» MATERIAL TO PROCESS
^^^^^^^^
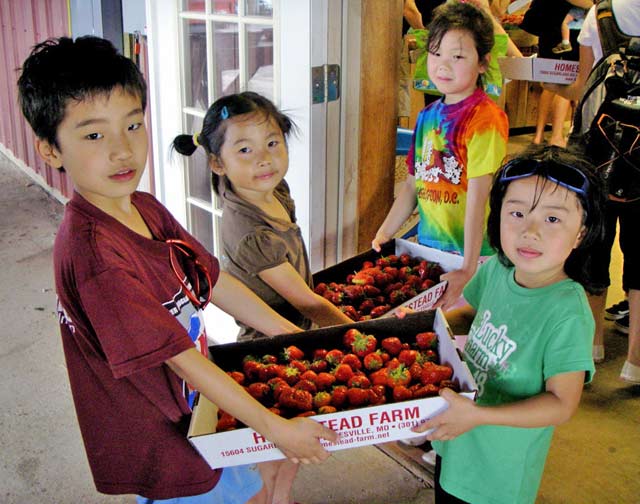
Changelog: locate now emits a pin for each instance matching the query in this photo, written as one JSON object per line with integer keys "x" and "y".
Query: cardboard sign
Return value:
{"x": 539, "y": 69}
{"x": 356, "y": 427}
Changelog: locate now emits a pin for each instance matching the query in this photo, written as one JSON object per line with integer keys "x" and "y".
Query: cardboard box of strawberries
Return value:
{"x": 371, "y": 381}
{"x": 372, "y": 285}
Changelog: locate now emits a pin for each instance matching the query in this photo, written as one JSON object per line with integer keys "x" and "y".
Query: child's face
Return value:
{"x": 254, "y": 155}
{"x": 103, "y": 147}
{"x": 454, "y": 68}
{"x": 539, "y": 240}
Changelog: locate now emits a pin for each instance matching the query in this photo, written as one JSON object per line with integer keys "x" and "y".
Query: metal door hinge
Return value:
{"x": 325, "y": 83}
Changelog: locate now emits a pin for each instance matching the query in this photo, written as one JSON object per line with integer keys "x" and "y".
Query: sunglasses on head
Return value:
{"x": 192, "y": 292}
{"x": 564, "y": 175}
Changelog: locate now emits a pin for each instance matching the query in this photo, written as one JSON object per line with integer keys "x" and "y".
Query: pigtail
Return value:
{"x": 185, "y": 144}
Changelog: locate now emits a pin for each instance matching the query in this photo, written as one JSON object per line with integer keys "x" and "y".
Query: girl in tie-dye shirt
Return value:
{"x": 458, "y": 143}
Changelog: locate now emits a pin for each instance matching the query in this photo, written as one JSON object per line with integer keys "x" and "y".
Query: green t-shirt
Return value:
{"x": 519, "y": 338}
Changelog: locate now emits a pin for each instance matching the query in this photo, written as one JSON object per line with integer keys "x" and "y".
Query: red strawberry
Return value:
{"x": 259, "y": 391}
{"x": 296, "y": 399}
{"x": 379, "y": 311}
{"x": 364, "y": 344}
{"x": 401, "y": 393}
{"x": 392, "y": 345}
{"x": 350, "y": 336}
{"x": 407, "y": 357}
{"x": 353, "y": 361}
{"x": 307, "y": 385}
{"x": 292, "y": 352}
{"x": 343, "y": 372}
{"x": 398, "y": 376}
{"x": 334, "y": 357}
{"x": 339, "y": 396}
{"x": 426, "y": 340}
{"x": 373, "y": 361}
{"x": 359, "y": 381}
{"x": 358, "y": 396}
{"x": 325, "y": 380}
{"x": 321, "y": 399}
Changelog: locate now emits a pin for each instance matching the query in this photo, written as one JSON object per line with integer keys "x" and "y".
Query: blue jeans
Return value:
{"x": 236, "y": 486}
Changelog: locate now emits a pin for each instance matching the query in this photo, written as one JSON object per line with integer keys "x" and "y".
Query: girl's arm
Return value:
{"x": 477, "y": 195}
{"x": 401, "y": 210}
{"x": 553, "y": 407}
{"x": 287, "y": 282}
{"x": 298, "y": 439}
{"x": 233, "y": 297}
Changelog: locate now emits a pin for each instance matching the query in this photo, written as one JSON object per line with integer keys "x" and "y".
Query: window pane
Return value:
{"x": 201, "y": 226}
{"x": 199, "y": 175}
{"x": 195, "y": 64}
{"x": 193, "y": 5}
{"x": 259, "y": 8}
{"x": 225, "y": 6}
{"x": 260, "y": 59}
{"x": 227, "y": 58}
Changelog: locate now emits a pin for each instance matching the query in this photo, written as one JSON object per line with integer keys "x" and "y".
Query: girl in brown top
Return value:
{"x": 245, "y": 137}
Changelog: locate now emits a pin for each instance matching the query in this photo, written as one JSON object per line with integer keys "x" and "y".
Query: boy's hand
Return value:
{"x": 299, "y": 440}
{"x": 456, "y": 420}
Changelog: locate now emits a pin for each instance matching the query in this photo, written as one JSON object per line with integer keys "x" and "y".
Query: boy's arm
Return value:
{"x": 286, "y": 281}
{"x": 553, "y": 407}
{"x": 298, "y": 439}
{"x": 401, "y": 210}
{"x": 477, "y": 195}
{"x": 233, "y": 297}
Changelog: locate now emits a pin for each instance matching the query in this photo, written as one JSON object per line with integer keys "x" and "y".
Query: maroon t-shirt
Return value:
{"x": 122, "y": 314}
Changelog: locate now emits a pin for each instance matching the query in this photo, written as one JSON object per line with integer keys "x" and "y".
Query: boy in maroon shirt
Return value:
^^^^^^^^
» BRIEF
Which lines of the entries above contain the word "girl"? Return every such line in full, matching case exactly.

» ANSWER
Query: girl in tie-dye shirt
Query: girl's arm
Query: girl in brown top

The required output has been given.